** Opening Data supplied block **
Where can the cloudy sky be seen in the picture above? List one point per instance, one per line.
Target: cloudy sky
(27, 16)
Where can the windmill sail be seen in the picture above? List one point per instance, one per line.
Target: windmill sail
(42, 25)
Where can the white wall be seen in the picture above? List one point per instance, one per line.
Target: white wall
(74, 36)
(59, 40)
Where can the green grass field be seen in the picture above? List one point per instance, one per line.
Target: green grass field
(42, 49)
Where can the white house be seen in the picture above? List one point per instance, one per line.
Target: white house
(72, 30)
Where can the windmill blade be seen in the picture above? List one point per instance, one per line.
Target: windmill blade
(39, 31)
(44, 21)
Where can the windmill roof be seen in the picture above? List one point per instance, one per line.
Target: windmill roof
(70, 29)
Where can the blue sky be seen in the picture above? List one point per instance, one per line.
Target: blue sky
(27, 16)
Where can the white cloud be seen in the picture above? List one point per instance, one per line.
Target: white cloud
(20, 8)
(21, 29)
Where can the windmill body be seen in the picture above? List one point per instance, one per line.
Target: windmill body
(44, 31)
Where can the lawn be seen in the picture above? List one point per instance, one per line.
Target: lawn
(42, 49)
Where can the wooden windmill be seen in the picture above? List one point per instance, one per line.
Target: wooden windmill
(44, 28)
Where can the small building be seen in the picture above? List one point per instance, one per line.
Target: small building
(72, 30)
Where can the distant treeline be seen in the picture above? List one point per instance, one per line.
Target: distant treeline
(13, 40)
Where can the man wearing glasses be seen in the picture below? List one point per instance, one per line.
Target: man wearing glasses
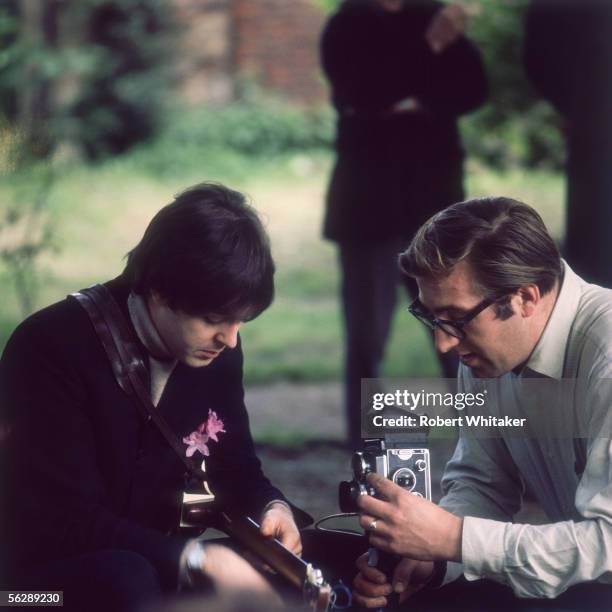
(493, 289)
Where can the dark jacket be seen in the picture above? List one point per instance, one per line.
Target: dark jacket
(83, 471)
(394, 170)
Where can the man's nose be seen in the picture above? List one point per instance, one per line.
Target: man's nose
(444, 342)
(228, 334)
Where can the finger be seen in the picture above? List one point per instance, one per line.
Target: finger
(370, 573)
(268, 527)
(408, 592)
(371, 589)
(377, 508)
(381, 543)
(369, 602)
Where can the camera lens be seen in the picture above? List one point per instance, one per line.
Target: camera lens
(362, 465)
(405, 478)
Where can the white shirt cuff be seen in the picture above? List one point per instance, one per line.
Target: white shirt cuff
(482, 549)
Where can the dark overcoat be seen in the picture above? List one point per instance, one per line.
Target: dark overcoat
(394, 170)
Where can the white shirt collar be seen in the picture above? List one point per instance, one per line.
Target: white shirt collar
(549, 354)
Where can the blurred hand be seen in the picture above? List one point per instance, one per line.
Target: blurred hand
(447, 25)
(408, 525)
(277, 522)
(371, 586)
(231, 575)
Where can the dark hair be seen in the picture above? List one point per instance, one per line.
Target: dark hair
(205, 253)
(505, 242)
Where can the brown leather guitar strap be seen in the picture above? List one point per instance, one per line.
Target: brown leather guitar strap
(129, 369)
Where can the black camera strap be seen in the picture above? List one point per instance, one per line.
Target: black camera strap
(121, 347)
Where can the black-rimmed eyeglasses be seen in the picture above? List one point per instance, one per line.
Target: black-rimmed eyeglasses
(455, 327)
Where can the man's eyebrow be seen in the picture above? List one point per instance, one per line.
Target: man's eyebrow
(450, 307)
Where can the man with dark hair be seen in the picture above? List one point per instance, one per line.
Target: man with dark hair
(401, 75)
(90, 488)
(493, 289)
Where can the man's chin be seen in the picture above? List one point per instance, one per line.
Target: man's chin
(197, 362)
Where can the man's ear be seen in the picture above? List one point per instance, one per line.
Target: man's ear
(529, 298)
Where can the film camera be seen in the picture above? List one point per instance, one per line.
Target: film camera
(405, 463)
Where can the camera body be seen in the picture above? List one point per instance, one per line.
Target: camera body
(406, 464)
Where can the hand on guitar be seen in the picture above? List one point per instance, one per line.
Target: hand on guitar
(277, 522)
(372, 587)
(232, 575)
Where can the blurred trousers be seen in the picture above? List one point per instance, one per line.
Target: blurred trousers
(370, 277)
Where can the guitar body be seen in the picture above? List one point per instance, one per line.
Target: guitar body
(199, 510)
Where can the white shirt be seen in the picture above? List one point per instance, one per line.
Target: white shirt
(484, 479)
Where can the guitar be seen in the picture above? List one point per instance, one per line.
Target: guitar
(200, 511)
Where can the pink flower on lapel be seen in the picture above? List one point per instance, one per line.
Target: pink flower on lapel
(198, 440)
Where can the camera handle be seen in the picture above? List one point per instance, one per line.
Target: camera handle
(386, 563)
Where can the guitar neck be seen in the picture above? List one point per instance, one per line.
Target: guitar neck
(246, 531)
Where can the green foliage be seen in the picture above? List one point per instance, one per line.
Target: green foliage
(256, 127)
(26, 229)
(104, 87)
(515, 127)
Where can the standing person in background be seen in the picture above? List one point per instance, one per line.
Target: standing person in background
(568, 57)
(401, 74)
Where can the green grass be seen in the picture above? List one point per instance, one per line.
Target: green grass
(100, 212)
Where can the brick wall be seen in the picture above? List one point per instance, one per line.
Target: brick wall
(204, 66)
(274, 42)
(277, 42)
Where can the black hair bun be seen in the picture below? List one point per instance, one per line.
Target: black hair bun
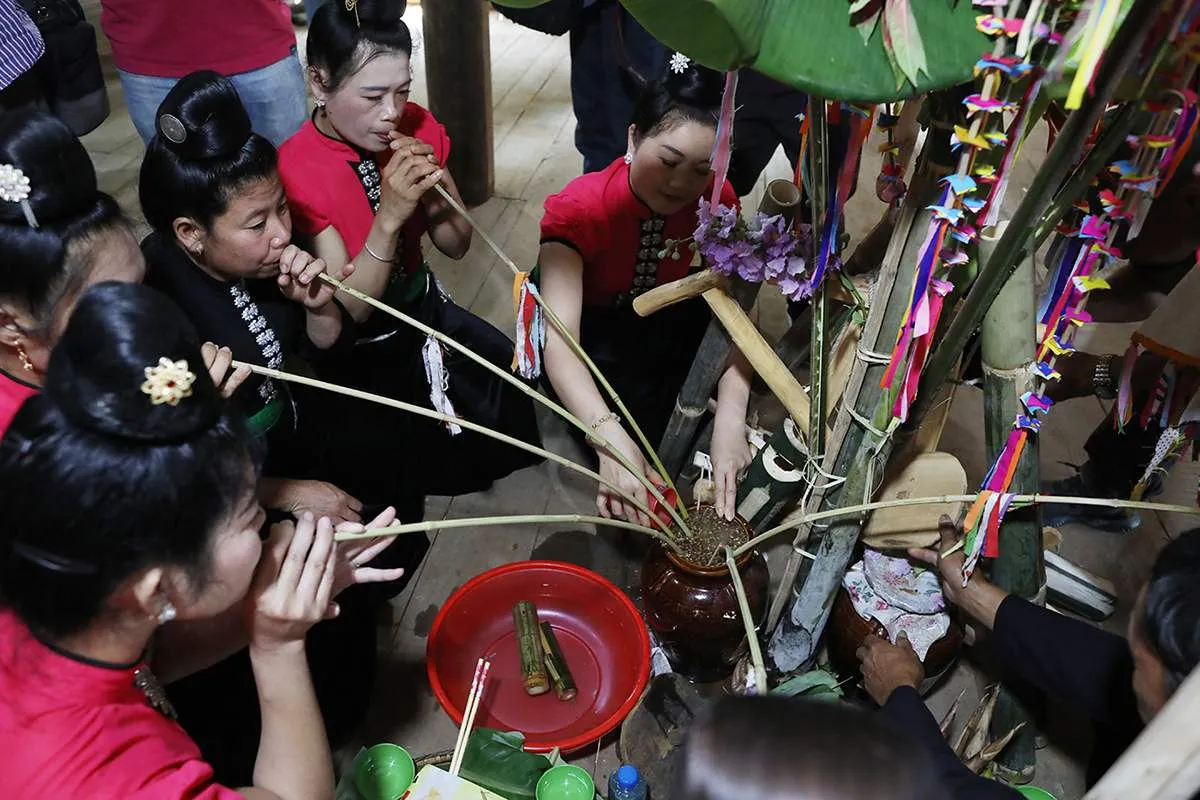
(695, 85)
(377, 12)
(203, 118)
(61, 179)
(99, 367)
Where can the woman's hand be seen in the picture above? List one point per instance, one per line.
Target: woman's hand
(887, 667)
(411, 173)
(300, 282)
(217, 362)
(293, 583)
(354, 554)
(730, 455)
(611, 469)
(318, 498)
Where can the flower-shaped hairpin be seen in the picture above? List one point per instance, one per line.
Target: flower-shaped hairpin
(15, 188)
(679, 62)
(168, 382)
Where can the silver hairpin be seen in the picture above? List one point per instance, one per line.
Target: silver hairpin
(15, 188)
(173, 128)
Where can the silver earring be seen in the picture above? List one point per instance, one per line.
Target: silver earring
(167, 613)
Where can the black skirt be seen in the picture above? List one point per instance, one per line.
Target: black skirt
(418, 453)
(646, 359)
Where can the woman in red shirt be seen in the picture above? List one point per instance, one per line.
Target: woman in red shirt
(359, 178)
(607, 238)
(81, 239)
(95, 569)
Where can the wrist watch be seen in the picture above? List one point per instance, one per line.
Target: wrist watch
(1104, 385)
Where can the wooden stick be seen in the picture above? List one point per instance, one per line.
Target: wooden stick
(468, 715)
(576, 348)
(1018, 500)
(514, 519)
(685, 288)
(760, 355)
(443, 417)
(521, 386)
(756, 662)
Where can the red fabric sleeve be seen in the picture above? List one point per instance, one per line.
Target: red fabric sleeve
(569, 221)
** Closing Data supplied block **
## Your assignment
Quote each line of the listing exactly, but leave the pictures out.

## Your solution
Where can the cloudy sky be seen in the picture above? List one point per instance, one per line.
Target: cloudy sky
(27, 16)
Where can the windmill sail be seen in the picture above? List one point per instance, one per line.
Target: windmill sail
(42, 25)
Where can the white wall be seen in the picture above? List one point per instance, one per line.
Target: white wall
(74, 36)
(59, 40)
Where can the green grass field be seen in the picture above? List one point per instance, one per line.
Target: green grass field
(42, 49)
Where can the white house be seen in the picture above? List one point per instance, one per line.
Target: white house
(72, 30)
Where can the windmill blade be seen in the picture above? List one point per instance, one per line.
Target: windmill blade
(39, 31)
(44, 21)
Where can the windmill roof be seen in the picture above? List one point per instance, one per line.
Target: windmill roof
(70, 29)
Where can the blue sky be seen in the picture above? List one point per instance, one per line.
Target: blue sky
(27, 16)
Where can the white cloud be seen in the picture above? List one point per instance, one per line.
Target: white cloud
(20, 8)
(21, 29)
Where can the windmill body be seen in the picture above? List one point per instance, one per line.
Target: windmill body
(44, 31)
Where can the lawn be seen in the picture above? List one point per instance, one per line.
Target: lawn
(42, 49)
Where can the wooden windmill be seen in the picture above? List one point per instance, one per line.
Target: wooden windmill
(44, 28)
Where can the small building be seen in the picture above? List one point per instance, one per line.
Target: small building
(72, 30)
Where can the distant treeline be seen in the picture above? List one point per instance, one per line.
Target: distant treeline
(13, 40)
Where can the man wearing glasses be seen in the picture below? List one point per instance, one per line.
Target: man wearing glasses
(493, 289)
Where can the dark jacket be seen in the picture above? List one point per instance, one per line.
Target: dark jacket
(83, 471)
(394, 170)
Where can the man's nose be seen in the picture above? List one point per instance, one per line.
Target: man's nose
(444, 342)
(228, 334)
Where can the finger be seen in the picture above? List one point per instance, one per line.
Target: finger
(370, 573)
(268, 527)
(408, 592)
(371, 589)
(377, 508)
(381, 543)
(369, 602)
Where can the camera lens be seen in the picture above? List one point per instance, one per line.
Target: camera lens
(362, 465)
(405, 478)
Where can the white shirt cuff be seen in the picture above? List one point per instance, one per line.
Target: white shirt cuff
(482, 549)
Where can the dark overcoat be seen in the picture above? List one point per instance, one per line.
Target: dark overcoat
(394, 170)
Where can the white shirt collar be seen in the picture above? List one point per instance, one per line.
Target: white shirt collar
(549, 354)
Where can the blurred hand be seen in the picture above? List one point per instance, one per line.
Target: blurred hand
(447, 25)
(408, 525)
(277, 522)
(371, 586)
(231, 575)
Where can the dark hair be seen in the picture above? List one point per instance, one per line.
Target: dark hair
(205, 253)
(505, 242)
Where can the brown leather guitar strap be seen in the picture above? List one point per instance, one per line.
Target: brown leather guitar strap
(129, 369)
Where can the black camera strap be seen in the picture above? List one point per instance, one per line.
Target: black camera strap
(121, 347)
Where can the black-rimmed eyeglasses be seen in the picture above? List one point per instance, one per line.
Target: black-rimmed eyeglasses
(455, 327)
Where can the man's eyebrow be seen in the picture above? List one point per instance, one per line.
Target: man's eyebrow
(450, 307)
Where can the man with dark hair be seen in the picture above? List one point per instance, one per line.
Target: man with dark hair
(401, 75)
(90, 488)
(493, 289)
Where can the man's chin be seen in the picture above? List one point per instance, one per line.
Target: man's chin
(197, 362)
Where can the man's ear be seen in the picture above? List one point per instance, one per line.
Target: man's ear
(529, 298)
Where can the film camera be seen in the picture above? List one point per instance, one per line.
Target: film camera
(405, 463)
Where can the camera body be seen in the picture above? List one point per instance, one per line.
Target: camera body
(406, 464)
Where can the hand on guitar be seen in the picture above? List one point per instance, one per line.
Target: hand on guitar
(277, 522)
(372, 587)
(232, 575)
Where can the blurred trousers be seen in the picture above? List one point per instance, one per line.
Target: blurred trousers
(370, 277)
Where can the guitar body be seen in the picture above? List one point per instance, one per line.
Target: guitar body
(199, 510)
Where can the white shirt be seen in the picture above? List one point per instance, one per line.
Target: white shirt
(484, 479)
Where can the guitar be seen in the picture above? List one point per instance, one per line.
Target: guitar
(200, 511)
Where can the pink flower on lapel be seen in the picture above? List one point per instance, one per line.
Target: pink flower on lapel
(198, 440)
Where can the camera handle be seen in the picture above? List one point per instance, one per line.
Target: camera handle
(386, 563)
Where can the guitar neck be seen in the picture above? List one point per instance, one per line.
Target: guitar neck
(246, 531)
Where can the green foliage be seen in the picture above? List one point per instance, one per line.
Target: green foliage
(256, 127)
(26, 229)
(104, 87)
(515, 127)
Where can the standing person in background be seen in the picture above? List one point per instance, one per line.
Target: standing person in background
(568, 57)
(401, 74)
Where can the green grass be seen in the picture above? List one point per instance, one per line.
Target: green grass
(100, 212)
Where can the brick wall be seen in the picture above? List one point per instance, one per line.
Target: brick wall
(204, 66)
(274, 42)
(277, 42)
Where can the black hair bun be seen in the picture below? List one point per instance, one per line.
Target: black hair bun
(695, 85)
(377, 12)
(203, 118)
(61, 179)
(99, 367)
Where can the woman's hand be seen in the picture above? List one point per instance, one per line.
Target: woman's hand
(887, 667)
(411, 173)
(300, 282)
(217, 362)
(293, 583)
(354, 554)
(730, 455)
(611, 469)
(318, 498)
Where can the flower-shaped hairpin be seen in the picture above? List one point per instance, one per line.
Target: flower-shaped hairpin
(15, 188)
(679, 62)
(168, 382)
Where can the silver hairpin be seen in the picture above? List one point per instance, one per line.
Target: silver hairpin
(15, 188)
(173, 128)
Where can the silver earring be seen in the picture above? List one point per instance, one per line.
Target: silver earring
(167, 613)
Where can the black skirt be seen in the picture above? List one point per instance, one per line.
Target: black skirt
(418, 453)
(646, 359)
Where can the woman in red shirt be seen in the picture above? List one point per instance, one per line.
Target: woman in red shirt
(359, 178)
(607, 238)
(81, 239)
(95, 569)
Where can the wrist watch be seen in the picture above? List one point per instance, one per line.
Target: wrist watch
(1104, 385)
Where can the wooden stick be seen in the picture above? List one point per instance, one per line.
Target: wooden stick
(468, 715)
(576, 348)
(1018, 500)
(514, 519)
(685, 288)
(760, 355)
(443, 417)
(521, 386)
(756, 662)
Where can the red fabric sleeve be seen in the picture above? List one point per instance, one per line.
Target: red fabric sleeve
(569, 221)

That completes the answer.